[Dataset entries]
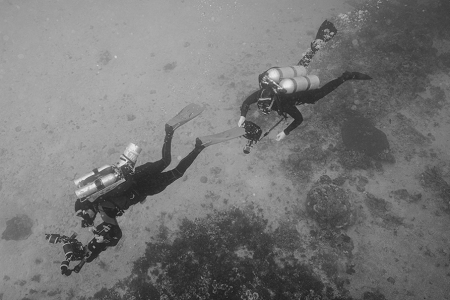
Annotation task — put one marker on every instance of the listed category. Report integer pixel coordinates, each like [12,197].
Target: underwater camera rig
[252,134]
[73,251]
[106,178]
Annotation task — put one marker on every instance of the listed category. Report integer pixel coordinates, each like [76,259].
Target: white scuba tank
[302,83]
[277,74]
[102,180]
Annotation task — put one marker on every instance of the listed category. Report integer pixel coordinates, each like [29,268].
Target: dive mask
[265,101]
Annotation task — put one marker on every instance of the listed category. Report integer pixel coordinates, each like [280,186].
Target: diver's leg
[315,95]
[153,185]
[158,166]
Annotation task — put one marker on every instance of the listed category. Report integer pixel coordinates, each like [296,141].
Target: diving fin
[224,136]
[355,76]
[185,115]
[325,33]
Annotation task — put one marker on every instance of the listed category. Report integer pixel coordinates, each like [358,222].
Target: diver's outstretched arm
[325,33]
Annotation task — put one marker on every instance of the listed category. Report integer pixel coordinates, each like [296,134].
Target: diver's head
[265,101]
[84,210]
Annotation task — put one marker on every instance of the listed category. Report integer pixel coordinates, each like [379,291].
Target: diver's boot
[354,76]
[317,44]
[185,115]
[169,130]
[199,144]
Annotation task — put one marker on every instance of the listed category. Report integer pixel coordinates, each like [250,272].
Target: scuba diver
[281,89]
[110,190]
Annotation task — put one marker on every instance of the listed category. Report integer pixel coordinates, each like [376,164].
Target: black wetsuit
[287,102]
[148,179]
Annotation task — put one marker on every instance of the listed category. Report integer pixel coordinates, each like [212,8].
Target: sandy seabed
[79,80]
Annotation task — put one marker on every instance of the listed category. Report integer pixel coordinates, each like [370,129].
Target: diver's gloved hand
[65,268]
[280,136]
[241,121]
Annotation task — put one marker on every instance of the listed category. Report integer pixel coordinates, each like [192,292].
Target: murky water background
[79,81]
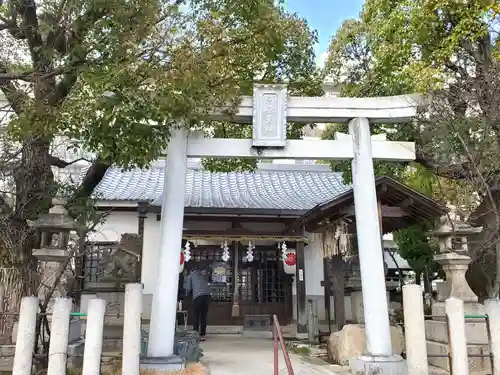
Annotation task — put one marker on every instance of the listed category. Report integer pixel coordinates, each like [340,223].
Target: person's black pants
[200,307]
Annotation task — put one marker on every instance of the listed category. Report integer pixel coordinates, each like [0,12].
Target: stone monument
[56,277]
[452,256]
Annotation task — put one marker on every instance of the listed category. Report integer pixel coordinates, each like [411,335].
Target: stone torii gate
[269,110]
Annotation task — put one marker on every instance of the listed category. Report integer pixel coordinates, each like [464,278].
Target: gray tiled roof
[277,187]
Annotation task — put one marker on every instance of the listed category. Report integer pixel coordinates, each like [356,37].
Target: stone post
[416,347]
[93,337]
[59,332]
[164,307]
[454,308]
[25,343]
[492,307]
[132,329]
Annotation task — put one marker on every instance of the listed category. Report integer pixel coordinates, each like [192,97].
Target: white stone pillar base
[368,365]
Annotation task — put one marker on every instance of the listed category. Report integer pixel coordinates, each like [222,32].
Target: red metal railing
[278,340]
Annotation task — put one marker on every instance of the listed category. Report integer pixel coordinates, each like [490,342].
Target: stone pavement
[236,355]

*What needs to be done*: Write out each line exactly, starting with the line that contains "Target: white stone pillar base" and stopping after the last line of the data.

*Result*:
Target: white stone pillar base
[368,365]
Annotation task — put one marker on every instance of the listed category. Report integer pixel coordinates, each like [222,32].
Target: red metal railing
[278,340]
Annotation task — put one marker on every instance of the listed category. Report integer pixel coordinates, each like [490,342].
Target: stone pavement
[236,355]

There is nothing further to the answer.